→ **Page**:
[Start]
I was booked on a television Conservatism panel which included Bill Buckley, Shelley Winters and myself. When my friends and family learned I had consented to participate, they were aghast ...
I was glad to receive these warnings. I didn't have the slightest intention of backing out, although I already had a healthy respect for Buckley's craft as a debater. The apprehensions of my friends made me create an advance strategy which I otherwise might not have employed. I lifted it strictly out of my sports background. When you know that you are going to face a tough, tricky opponent, you don't let him get the first lick. Jump him before he can do anything and stay on him, keeping him on the defensive. Never let up and you rattle him effectively. When the show opened up -- before Buckley could get into his devastating act of using snide remarks, big words and the superior manner -- I lit right into him with the charge that many influential Goldwaterites were racists. Shelley Winters piled in behind me, and Buckley scarcely got a chance to collect his considerable wit. A man who prides himself on coming out of verbal battle cool, smiling and victorious, he lost his calm, became snappish and irritated, and, when the show was over and everyone else was shaking hands, got up and strode angrily out of the studio.
[End]
→ **Data block**:
[Start]
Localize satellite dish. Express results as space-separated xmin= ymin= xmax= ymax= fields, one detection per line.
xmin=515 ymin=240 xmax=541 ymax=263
[End]
→ **Goals**:
1) Which three parts of Buckley's "devastating act" does the television panel account name?
2) In the television panel account, rewrite the part that opens with the words containing "I was booked" and closes with "were aghast ...", substituting "radio" for "television".
3) Please write the next part of the television panel account, picking up after its final sentence.

→ **Answers to the tasks**:
1) snide remarks, big words, the superior manner

2)
I was booked on a radio Conservatism panel which included Bill Buckley, Shelley Winters and myself. When my friends and family learned I had consented to participate, they were aghast ...

3)
From "I Never Had It Made: An Autobiography of Jackie Robinson," by Jackie Robinson with Alfred Duckett (Ecco/HarperCollins, 1995)
Andrea Dworkin, feminist and author: Elegant, brilliant and wrong
I think it's worth everything to say what you believe. There are always consequences, and one must be prepared to face them. In this context there is no free speech and there never will be.
I think especially of watching William Buckley, on his "Firing Line" television program in the 1960s, debate the writer James Baldwin on segregation. Buckley was elegant and brilliant and wrong; Baldwin was passionate and brilliant and wore his heart on his sleeve -- he was also right. But Buckley won the debate; Baldwin lost it. I'll never forget how much I learned from the confrontation: Be Baldwin, not Buckley.
From "Heartbreak: The Political Memoir of a Feminist Militant," by Andrea Dworkin (Basic Books/Perseus, 2002)
Larry L. King, journalist and novelist: Sprightly verbal show
The William Buckley piece, [a profile] ... in Harper's, got me tagged as "controversial" ... I had great fun researching the Buckley piece, which included interviews with such writers as Murray Kempton, James Wechsler, Michael Harrington, Irving Howe, Norman Mailer and (by telephone) my old benefactor John Kenneth Galbraith. And I enjoyed, too, the sprightly verbal show toward which Mr. Buckley is inclined. He also treated me to a scary ride up Park Avenue at rush hour, from downtown to midtown Manhattan, perched behind him on a motor scooter while I hugged him for dear life. In matters of politics and the world's realities, however, I suppose my piece judged the conservative iconoclast as a bit blockheaded. Mr. Buckley naturally was not taken with that evaluation, and refused an ad in his own National Review which Willie Morris hoped to place there to advertise my Harper's piece ... (Late 1960s)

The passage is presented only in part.